§ **GOAL OF THE EXERCISE**: Your task is to extract every entry that follows word for word while excluding the pictures.
─── EXERCISE DATA ───
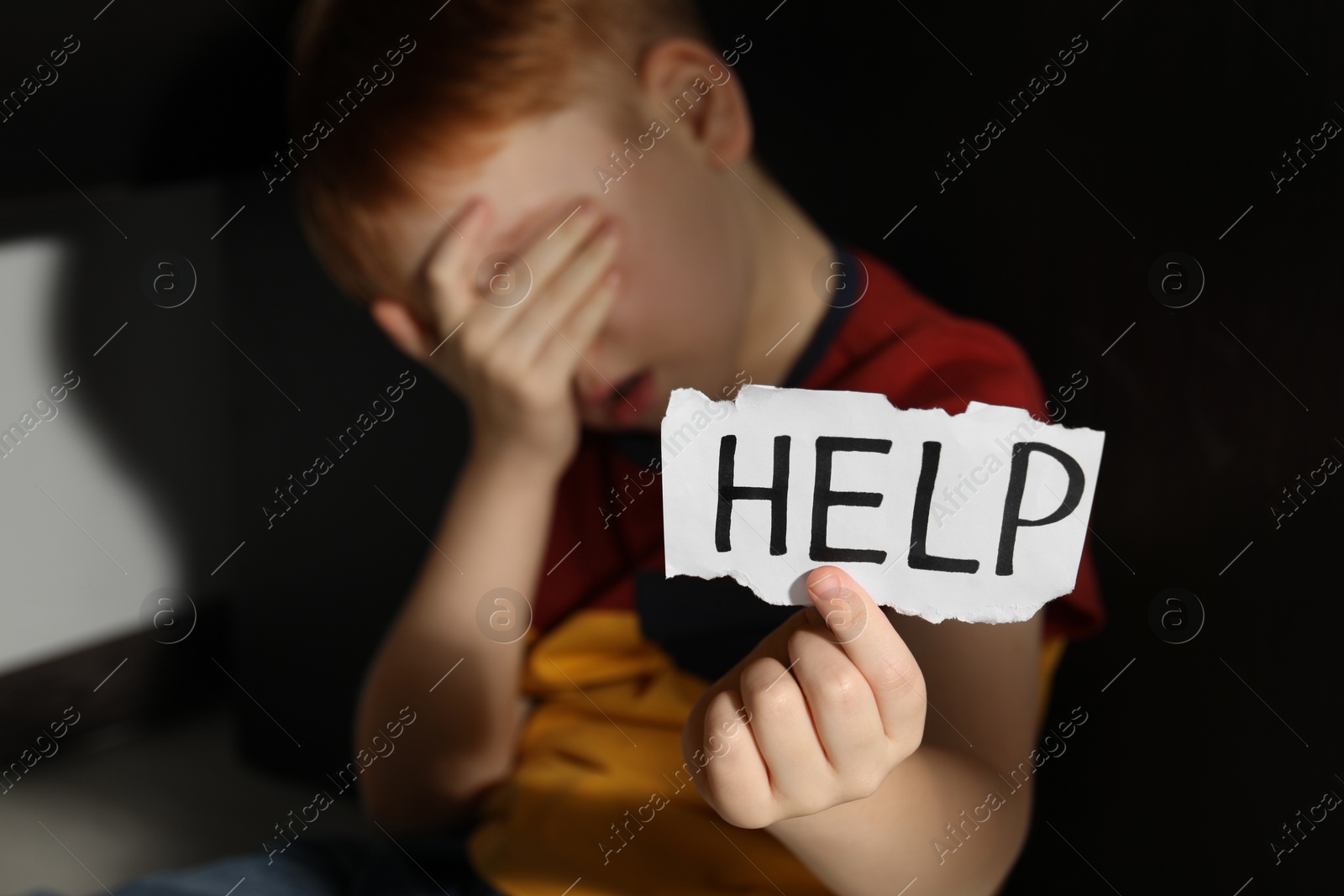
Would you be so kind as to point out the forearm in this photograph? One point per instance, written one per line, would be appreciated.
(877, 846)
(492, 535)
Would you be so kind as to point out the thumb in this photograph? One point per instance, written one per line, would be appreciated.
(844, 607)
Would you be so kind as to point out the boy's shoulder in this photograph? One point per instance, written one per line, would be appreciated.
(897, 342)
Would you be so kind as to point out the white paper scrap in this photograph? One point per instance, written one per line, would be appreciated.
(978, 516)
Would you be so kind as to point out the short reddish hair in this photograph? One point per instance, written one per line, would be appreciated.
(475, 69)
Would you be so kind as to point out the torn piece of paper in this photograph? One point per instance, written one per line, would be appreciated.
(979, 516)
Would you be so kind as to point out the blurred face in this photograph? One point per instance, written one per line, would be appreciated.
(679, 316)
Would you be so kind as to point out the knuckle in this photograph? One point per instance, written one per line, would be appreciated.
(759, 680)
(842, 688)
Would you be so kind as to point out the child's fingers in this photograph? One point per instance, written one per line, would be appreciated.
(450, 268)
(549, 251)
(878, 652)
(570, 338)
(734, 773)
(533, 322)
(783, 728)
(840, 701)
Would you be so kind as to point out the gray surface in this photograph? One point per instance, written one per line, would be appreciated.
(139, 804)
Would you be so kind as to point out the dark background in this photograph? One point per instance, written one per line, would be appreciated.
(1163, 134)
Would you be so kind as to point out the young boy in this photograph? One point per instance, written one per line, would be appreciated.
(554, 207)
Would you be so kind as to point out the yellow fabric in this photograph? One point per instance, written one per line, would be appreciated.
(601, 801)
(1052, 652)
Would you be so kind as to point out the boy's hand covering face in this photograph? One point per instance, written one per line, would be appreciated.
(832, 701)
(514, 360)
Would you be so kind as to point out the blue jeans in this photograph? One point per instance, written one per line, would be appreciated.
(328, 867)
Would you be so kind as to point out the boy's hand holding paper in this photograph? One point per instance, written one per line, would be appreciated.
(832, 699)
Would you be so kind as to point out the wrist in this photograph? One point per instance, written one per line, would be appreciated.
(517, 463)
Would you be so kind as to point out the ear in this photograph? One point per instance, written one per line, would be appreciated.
───
§ **THE RESPONSE**:
Would you be so kind as to point out the forearm in this photograph? One point per instance, written one per line, would be appreciated.
(877, 846)
(492, 535)
Would you be so kind as to point out the thumb in this photograph? One point per instance, written one per line, would be appreciated.
(844, 607)
Would you be so kind as to point out the boy's shoulder in this photograph? One point per instance, written one per line, would be appreciated.
(897, 342)
Would you be so kind as to point out the white paper scrap in this photograph? One point per instance, written one per line, would be appreciated.
(978, 516)
Would you be so kind as to point out the short reddish hair in this photograph? One point per instance, written one per line, would be appreciated.
(475, 69)
Would you be so kind as to point out the torn piece of paper in this photograph? One point per instance, written one per line, would be appreciated.
(979, 516)
Would you be so kind as to point out the blurred face in this photograph? One point per instance, written one per line, would be appreciated.
(679, 316)
Would you be so kind as to point out the knuckle in this photograph? One point per instance, written one per line, would be appreciated.
(759, 680)
(842, 688)
Would you be so kind as to point out the child's fingers in this photograph? One point per instance, written one per line, would be appreciated.
(450, 268)
(549, 251)
(878, 652)
(570, 338)
(734, 773)
(533, 322)
(783, 728)
(840, 701)
Would you be so kind as to point out the gray surface in this photograph? One point per instance, written one per line, would be appreciated.
(139, 804)
Would you be so kind as to point out the dark background in this photograph? One point per instance, written one per line, would be appreciated.
(1163, 134)
Would you be so kind as to point out the young boy in this photograph? One point per instance, written one per line, would be appreciated.
(554, 207)
Would you be so kind as to point out the yellow fabric in this photograph? One point per instance, written one per line, would be appreciated.
(601, 801)
(1052, 652)
Would you be so kind as to point out the boy's hand covering face in this photograph? One point per instance, written one per line, would be appreciated.
(832, 701)
(514, 360)
Would you be so kind as to point out the blue jeans in this photograph? One point per instance, written one per line, would be appreciated.
(328, 867)
Would you be so kind as to point out the boy's hand holding paper in this photograph? One point per instance, written one per line, would be appreciated.
(832, 699)
Would you be so kind as to point out the wrist in this photograph? One point per instance, written one per line, would be appreciated.
(517, 463)
Would you be so kind as to point out the ear in this photograph? One point per instance, written one per line, would be appreciated.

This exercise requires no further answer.